• _What this task involves_
Arrange every line of the material below as a Markdown table with the columns "Row" and "Line", numbering the rows in order and omitting blank lines.

Excerpts from a point labeling dataset:
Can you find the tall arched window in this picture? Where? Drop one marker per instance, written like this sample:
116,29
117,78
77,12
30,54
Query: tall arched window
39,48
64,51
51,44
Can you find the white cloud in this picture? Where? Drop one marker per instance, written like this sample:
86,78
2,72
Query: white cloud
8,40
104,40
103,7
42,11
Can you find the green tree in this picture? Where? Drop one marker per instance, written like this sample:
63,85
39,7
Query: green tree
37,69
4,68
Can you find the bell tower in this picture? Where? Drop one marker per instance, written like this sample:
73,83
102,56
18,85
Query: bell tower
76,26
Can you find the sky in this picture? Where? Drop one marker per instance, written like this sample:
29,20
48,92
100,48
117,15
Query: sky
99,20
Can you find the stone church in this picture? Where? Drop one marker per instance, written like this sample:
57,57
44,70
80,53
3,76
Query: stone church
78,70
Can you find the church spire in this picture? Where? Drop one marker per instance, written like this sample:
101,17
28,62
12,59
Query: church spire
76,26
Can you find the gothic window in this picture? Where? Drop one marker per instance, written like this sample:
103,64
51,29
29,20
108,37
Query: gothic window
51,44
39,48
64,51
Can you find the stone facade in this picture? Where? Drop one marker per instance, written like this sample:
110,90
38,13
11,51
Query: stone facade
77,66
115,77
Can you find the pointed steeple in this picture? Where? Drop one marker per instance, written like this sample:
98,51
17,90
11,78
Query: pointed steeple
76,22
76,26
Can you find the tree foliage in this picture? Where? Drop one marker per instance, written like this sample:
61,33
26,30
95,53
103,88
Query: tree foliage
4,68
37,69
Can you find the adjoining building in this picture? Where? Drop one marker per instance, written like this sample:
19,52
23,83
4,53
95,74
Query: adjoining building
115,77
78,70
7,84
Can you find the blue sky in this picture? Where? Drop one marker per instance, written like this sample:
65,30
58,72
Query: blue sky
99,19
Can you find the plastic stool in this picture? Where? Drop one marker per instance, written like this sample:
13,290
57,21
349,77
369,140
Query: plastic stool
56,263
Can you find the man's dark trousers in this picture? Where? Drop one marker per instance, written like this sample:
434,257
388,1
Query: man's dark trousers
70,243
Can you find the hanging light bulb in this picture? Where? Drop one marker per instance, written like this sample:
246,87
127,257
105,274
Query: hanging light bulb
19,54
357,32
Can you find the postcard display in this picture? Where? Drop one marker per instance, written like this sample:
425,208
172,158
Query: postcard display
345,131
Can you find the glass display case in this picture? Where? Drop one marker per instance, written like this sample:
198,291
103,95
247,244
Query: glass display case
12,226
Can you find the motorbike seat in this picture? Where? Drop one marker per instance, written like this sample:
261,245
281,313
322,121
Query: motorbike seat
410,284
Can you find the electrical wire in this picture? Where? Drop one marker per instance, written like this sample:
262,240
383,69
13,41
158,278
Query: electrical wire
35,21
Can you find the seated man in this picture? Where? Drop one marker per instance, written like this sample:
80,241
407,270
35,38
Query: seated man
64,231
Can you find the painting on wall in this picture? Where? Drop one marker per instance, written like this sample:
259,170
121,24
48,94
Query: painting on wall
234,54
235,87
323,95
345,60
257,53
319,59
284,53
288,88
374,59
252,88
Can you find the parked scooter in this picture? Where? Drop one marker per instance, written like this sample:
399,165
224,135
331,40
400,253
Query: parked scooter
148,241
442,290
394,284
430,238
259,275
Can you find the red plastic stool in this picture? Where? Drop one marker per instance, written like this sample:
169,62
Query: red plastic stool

• _Response for this exercise_
| Row | Line |
|---|---|
| 1 | Can you find the tall arched window in this picture? Where? Drop one marker per instance, written like this sample: |
| 2 | 116,29 |
| 3 | 117,78 |
| 4 | 77,12 |
| 5 | 30,54 |
| 6 | Query: tall arched window |
| 7 | 39,48 |
| 8 | 64,51 |
| 9 | 51,44 |
| 10 | Can you find the white cloud in this picture? Where? Drop one marker per instance, written like this sample: |
| 11 | 86,78 |
| 12 | 2,72 |
| 13 | Query: white cloud |
| 14 | 8,40 |
| 15 | 104,40 |
| 16 | 103,7 |
| 17 | 42,11 |
| 18 | Can you find the green tree in this picture? Where? Drop one marker per instance, written like this sample: |
| 19 | 63,85 |
| 20 | 39,7 |
| 21 | Query: green tree |
| 22 | 37,69 |
| 23 | 4,68 |
| 24 | Can you find the bell tower in this picture? Where? Drop one marker per instance, written like this sample: |
| 25 | 73,83 |
| 26 | 102,56 |
| 27 | 18,85 |
| 28 | Query: bell tower |
| 29 | 76,26 |
| 30 | Can you find the sky in this picture? Where? Drop one marker per instance, written like this sample: |
| 31 | 29,20 |
| 32 | 48,92 |
| 33 | 100,48 |
| 34 | 117,15 |
| 35 | Query: sky |
| 36 | 99,20 |
| 37 | Can you find the stone church in this picture? Where? Drop one marker per instance, written like this sample: |
| 38 | 57,57 |
| 39 | 44,70 |
| 40 | 80,53 |
| 41 | 3,76 |
| 42 | Query: stone church |
| 43 | 78,70 |
| 44 | Can you find the church spire in this picture? Where? Drop one marker per instance, written like this sample: |
| 45 | 101,17 |
| 46 | 28,62 |
| 47 | 12,59 |
| 48 | Query: church spire |
| 49 | 76,26 |
| 50 | Can you find the gothic window in this picture? Where? Drop one marker per instance, written like this sample: |
| 51 | 103,64 |
| 52 | 51,29 |
| 53 | 29,20 |
| 54 | 108,37 |
| 55 | Query: gothic window |
| 56 | 51,44 |
| 57 | 39,48 |
| 58 | 64,51 |
| 59 | Can you find the stone facade in this picture? Where? Drop one marker per instance, written like this sample: |
| 60 | 110,90 |
| 61 | 38,13 |
| 62 | 11,51 |
| 63 | Query: stone facade |
| 64 | 77,66 |
| 65 | 115,77 |
| 66 | Can you find the pointed steeple in this picture? Where? Drop one marker per instance, written like this sample: |
| 67 | 98,51 |
| 68 | 17,90 |
| 69 | 11,78 |
| 70 | Query: pointed steeple |
| 71 | 76,22 |
| 72 | 76,26 |
| 73 | Can you find the tree foliage in this picture? Where? Drop one marker per instance, written like this sample: |
| 74 | 61,33 |
| 75 | 26,30 |
| 76 | 95,53 |
| 77 | 103,88 |
| 78 | Query: tree foliage |
| 79 | 4,68 |
| 80 | 37,69 |
| 81 | Can you find the adjoining building in this picture? Where? Drop one marker per instance, written like this sample: |
| 82 | 19,52 |
| 83 | 23,83 |
| 84 | 4,53 |
| 85 | 95,74 |
| 86 | Query: adjoining building |
| 87 | 115,77 |
| 88 | 78,70 |
| 89 | 7,84 |
| 90 | Can you find the blue sky in this picture? Where? Drop one marker per instance, written like this sample: |
| 91 | 65,30 |
| 92 | 58,72 |
| 93 | Query: blue sky |
| 94 | 99,19 |
| 95 | Can you find the plastic stool in this picture? Where? Drop one marker per instance, written like this sample: |
| 96 | 13,290 |
| 97 | 57,21 |
| 98 | 349,77 |
| 99 | 369,140 |
| 100 | Query: plastic stool |
| 101 | 56,263 |
| 102 | Can you find the man's dark trousers in this picture? Where? Drop one marker per instance, written like this sample: |
| 103 | 434,257 |
| 104 | 388,1 |
| 105 | Query: man's dark trousers |
| 106 | 70,243 |
| 107 | Can you find the hanging light bulb in this picture? Where? Drop one marker per instance, written like this sample: |
| 108 | 246,87 |
| 109 | 127,257 |
| 110 | 105,274 |
| 111 | Query: hanging light bulb |
| 112 | 19,54 |
| 113 | 357,32 |
| 114 | Can you find the postcard display in this picture? Where? Drop one marker per instance, written like this sample: |
| 115 | 425,208 |
| 116 | 172,158 |
| 117 | Query: postcard display |
| 118 | 345,131 |
| 119 | Can you find the glass display case in this picture? Where? Drop one marker per instance, written like this sample: |
| 120 | 198,291 |
| 121 | 103,95 |
| 122 | 247,244 |
| 123 | Query: glass display case |
| 124 | 12,226 |
| 125 | Can you find the motorbike seat in this picture? Where? Drop one marker per instance, written like this sample: |
| 126 | 261,245 |
| 127 | 281,313 |
| 128 | 322,121 |
| 129 | Query: motorbike seat |
| 130 | 410,284 |
| 131 | Can you find the electrical wire in this picture? Where? Drop one marker per instance, written like this sample: |
| 132 | 262,240 |
| 133 | 383,69 |
| 134 | 13,41 |
| 135 | 158,278 |
| 136 | Query: electrical wire |
| 137 | 35,21 |
| 138 | Can you find the seated man in this picture? Where? Drop one marker per instance, written like this sample: |
| 139 | 80,241 |
| 140 | 407,270 |
| 141 | 35,38 |
| 142 | Query: seated man |
| 143 | 64,231 |
| 144 | Can you find the painting on wall in this picture? Where? Drop one marker per instance, written like this sample: |
| 145 | 259,170 |
| 146 | 121,24 |
| 147 | 48,94 |
| 148 | Query: painting on wall |
| 149 | 234,54 |
| 150 | 235,87 |
| 151 | 323,95 |
| 152 | 345,60 |
| 153 | 257,53 |
| 154 | 319,59 |
| 155 | 284,53 |
| 156 | 288,88 |
| 157 | 374,59 |
| 158 | 252,88 |
| 159 | Can you find the parked scooter in this picture? Where? Drop one marker per instance, written like this sample: |
| 160 | 399,165 |
| 161 | 224,135 |
| 162 | 331,40 |
| 163 | 400,253 |
| 164 | Query: parked scooter |
| 165 | 148,241 |
| 166 | 442,290 |
| 167 | 394,284 |
| 168 | 430,238 |
| 169 | 259,275 |
| 170 | Can you find the red plastic stool in this picture? Where? Drop one marker per instance, written like this sample: |
| 171 | 169,62 |
| 172 | Query: red plastic stool |